What you have to do -
Where the records below have a line with "blue", that line is to be copied.

*** Opening of Data in this exercise ***

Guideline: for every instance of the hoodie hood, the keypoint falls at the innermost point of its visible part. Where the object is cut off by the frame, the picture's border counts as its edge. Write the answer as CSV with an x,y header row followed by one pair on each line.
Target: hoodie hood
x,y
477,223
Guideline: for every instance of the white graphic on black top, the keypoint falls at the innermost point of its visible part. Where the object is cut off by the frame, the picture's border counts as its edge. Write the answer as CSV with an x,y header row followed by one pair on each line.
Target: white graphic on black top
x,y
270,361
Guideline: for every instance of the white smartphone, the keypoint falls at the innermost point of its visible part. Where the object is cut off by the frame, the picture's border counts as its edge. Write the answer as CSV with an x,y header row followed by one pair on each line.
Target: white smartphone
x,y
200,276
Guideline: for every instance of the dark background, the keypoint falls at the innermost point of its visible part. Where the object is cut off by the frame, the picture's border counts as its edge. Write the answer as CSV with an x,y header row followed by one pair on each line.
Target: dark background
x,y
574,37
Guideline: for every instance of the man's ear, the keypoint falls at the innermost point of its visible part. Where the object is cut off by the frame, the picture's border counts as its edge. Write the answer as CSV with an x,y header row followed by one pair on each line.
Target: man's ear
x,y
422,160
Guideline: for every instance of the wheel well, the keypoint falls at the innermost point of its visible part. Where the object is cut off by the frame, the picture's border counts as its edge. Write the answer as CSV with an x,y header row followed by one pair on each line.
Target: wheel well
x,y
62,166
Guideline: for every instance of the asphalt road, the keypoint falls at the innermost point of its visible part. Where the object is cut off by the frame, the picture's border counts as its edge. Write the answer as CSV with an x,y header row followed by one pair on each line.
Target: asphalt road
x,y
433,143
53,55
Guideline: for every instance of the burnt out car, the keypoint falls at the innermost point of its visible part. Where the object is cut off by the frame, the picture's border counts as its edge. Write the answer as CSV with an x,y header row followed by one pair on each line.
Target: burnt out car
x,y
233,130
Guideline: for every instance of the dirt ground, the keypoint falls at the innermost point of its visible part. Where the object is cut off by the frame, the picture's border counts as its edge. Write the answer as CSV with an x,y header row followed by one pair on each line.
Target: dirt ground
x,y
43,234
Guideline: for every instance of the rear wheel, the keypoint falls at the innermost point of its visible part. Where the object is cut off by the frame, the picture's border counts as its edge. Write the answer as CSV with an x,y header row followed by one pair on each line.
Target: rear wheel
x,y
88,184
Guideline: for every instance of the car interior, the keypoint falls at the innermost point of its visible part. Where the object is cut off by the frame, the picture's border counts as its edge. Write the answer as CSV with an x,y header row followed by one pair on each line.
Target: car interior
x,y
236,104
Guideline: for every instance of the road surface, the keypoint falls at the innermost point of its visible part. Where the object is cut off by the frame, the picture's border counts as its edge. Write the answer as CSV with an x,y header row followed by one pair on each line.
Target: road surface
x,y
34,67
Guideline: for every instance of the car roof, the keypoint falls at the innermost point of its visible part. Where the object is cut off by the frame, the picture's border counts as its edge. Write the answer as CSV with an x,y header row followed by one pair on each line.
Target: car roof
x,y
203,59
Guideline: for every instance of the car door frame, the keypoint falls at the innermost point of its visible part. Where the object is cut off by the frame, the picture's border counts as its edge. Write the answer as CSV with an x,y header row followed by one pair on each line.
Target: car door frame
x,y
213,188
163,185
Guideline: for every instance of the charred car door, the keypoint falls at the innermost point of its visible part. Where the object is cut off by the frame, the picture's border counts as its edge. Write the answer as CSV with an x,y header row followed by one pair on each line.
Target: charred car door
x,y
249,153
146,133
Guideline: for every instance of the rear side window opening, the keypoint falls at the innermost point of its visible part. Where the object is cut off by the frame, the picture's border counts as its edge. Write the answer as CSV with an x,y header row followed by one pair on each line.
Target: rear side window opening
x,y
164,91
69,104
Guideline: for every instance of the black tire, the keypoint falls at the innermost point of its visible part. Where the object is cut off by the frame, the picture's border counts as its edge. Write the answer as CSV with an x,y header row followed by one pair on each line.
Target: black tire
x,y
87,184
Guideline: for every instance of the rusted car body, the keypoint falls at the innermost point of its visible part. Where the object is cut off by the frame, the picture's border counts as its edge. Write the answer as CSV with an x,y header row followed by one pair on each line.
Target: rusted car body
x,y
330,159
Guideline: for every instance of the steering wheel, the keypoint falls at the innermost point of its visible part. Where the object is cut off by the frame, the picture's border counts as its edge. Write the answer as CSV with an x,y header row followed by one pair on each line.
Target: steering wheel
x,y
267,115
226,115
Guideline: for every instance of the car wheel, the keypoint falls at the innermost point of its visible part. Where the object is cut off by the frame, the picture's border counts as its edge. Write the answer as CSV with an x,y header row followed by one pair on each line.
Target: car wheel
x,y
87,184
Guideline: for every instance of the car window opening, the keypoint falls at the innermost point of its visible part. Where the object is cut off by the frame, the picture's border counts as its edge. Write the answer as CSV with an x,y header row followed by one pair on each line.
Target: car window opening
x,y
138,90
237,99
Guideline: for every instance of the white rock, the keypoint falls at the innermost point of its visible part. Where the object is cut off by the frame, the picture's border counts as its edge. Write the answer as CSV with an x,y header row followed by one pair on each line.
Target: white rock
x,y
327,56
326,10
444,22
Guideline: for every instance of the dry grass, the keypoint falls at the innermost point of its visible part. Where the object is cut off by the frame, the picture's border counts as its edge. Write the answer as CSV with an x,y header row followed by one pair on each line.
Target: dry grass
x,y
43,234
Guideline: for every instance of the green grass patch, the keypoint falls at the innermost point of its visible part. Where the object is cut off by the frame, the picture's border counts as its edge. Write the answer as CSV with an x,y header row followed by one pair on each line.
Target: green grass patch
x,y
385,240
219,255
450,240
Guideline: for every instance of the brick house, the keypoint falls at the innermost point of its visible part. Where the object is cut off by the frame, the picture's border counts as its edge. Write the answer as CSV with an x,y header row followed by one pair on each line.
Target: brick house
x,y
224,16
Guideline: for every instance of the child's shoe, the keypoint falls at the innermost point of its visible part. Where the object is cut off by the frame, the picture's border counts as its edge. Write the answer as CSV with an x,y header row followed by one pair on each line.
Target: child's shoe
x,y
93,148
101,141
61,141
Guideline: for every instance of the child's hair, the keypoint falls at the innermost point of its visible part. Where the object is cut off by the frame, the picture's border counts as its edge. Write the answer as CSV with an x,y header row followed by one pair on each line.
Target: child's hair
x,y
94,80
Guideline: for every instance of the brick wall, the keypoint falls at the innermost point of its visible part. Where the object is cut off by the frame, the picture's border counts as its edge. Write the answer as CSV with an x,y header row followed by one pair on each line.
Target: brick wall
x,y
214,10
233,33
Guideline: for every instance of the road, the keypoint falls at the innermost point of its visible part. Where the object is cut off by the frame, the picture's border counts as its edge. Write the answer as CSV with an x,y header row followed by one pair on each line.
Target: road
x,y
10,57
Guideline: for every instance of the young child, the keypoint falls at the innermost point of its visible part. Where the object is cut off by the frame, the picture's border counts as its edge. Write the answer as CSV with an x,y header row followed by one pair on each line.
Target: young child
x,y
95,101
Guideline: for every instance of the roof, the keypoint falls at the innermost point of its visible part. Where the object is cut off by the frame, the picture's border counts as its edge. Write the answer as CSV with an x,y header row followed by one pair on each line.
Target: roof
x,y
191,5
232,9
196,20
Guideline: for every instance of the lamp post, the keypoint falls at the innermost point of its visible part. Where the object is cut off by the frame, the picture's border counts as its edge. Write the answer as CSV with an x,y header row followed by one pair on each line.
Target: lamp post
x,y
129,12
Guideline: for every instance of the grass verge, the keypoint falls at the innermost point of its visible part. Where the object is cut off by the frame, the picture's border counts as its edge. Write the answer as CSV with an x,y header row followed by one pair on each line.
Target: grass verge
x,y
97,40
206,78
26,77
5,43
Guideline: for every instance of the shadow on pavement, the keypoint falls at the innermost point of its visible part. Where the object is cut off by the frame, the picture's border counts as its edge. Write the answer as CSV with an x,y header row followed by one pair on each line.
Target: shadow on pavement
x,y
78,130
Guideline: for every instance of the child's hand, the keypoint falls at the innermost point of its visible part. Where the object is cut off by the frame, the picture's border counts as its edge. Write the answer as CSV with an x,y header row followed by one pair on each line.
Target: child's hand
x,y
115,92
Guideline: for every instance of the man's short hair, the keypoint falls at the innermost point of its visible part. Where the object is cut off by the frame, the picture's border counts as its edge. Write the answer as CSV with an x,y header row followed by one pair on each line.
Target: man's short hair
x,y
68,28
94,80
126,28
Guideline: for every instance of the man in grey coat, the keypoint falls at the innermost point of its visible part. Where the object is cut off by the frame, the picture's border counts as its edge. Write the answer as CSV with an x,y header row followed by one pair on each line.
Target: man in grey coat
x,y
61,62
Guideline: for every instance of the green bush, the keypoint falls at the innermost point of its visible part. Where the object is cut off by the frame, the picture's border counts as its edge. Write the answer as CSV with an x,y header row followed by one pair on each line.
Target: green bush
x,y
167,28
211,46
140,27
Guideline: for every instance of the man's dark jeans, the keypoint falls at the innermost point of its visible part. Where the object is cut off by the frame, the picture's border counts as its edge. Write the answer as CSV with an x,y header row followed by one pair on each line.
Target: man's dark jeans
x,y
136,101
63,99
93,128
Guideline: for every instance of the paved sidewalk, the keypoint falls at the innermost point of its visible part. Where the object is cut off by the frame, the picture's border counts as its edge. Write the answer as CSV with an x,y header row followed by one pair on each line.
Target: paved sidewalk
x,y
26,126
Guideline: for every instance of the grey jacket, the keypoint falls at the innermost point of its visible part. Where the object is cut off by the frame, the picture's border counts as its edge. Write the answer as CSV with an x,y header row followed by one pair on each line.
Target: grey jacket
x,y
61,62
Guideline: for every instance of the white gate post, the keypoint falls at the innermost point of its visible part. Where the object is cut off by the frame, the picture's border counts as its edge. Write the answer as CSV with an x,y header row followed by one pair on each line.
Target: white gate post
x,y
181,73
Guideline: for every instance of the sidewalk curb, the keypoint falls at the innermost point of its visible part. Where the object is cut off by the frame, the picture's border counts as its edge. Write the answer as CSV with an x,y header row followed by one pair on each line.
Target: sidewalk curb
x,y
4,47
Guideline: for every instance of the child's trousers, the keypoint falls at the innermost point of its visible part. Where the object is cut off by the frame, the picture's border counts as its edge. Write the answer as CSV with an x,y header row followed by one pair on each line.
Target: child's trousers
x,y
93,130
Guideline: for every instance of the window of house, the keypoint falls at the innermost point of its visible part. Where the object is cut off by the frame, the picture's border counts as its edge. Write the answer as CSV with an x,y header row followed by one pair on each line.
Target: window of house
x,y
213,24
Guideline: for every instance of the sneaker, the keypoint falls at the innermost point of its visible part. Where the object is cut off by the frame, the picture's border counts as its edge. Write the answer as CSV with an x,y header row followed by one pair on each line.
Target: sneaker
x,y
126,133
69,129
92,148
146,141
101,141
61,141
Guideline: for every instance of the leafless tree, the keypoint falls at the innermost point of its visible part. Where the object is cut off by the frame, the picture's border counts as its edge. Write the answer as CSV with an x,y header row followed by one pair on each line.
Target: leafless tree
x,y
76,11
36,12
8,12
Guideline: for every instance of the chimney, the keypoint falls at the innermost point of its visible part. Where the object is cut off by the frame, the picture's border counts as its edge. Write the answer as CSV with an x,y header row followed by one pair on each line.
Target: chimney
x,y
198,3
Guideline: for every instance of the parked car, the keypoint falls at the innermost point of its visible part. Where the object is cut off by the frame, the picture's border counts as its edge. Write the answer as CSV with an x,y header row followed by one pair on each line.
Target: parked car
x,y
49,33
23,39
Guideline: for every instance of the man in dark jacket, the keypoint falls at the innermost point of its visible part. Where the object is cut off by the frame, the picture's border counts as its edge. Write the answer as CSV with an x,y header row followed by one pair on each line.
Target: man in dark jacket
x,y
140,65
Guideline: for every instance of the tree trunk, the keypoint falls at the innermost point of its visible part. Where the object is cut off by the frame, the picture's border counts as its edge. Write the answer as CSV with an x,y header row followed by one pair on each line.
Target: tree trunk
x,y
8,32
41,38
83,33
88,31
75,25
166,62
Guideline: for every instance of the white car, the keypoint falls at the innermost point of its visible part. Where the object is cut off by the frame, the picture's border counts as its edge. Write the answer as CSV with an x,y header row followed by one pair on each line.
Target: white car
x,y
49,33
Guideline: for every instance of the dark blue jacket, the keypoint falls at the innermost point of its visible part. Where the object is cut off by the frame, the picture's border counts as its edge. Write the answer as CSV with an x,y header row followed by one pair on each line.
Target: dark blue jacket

*** Close of Data in this exercise ***

Answer below -
Guideline: for every instance of the dark blue jacket, the keypoint falls at the innermost point of its visible part. Where the object is cut off by the frame, the picture's border counts as its edge. Write the answer as CSV with an x,y header row followed by one pair on each line.
Target: dark blue jacket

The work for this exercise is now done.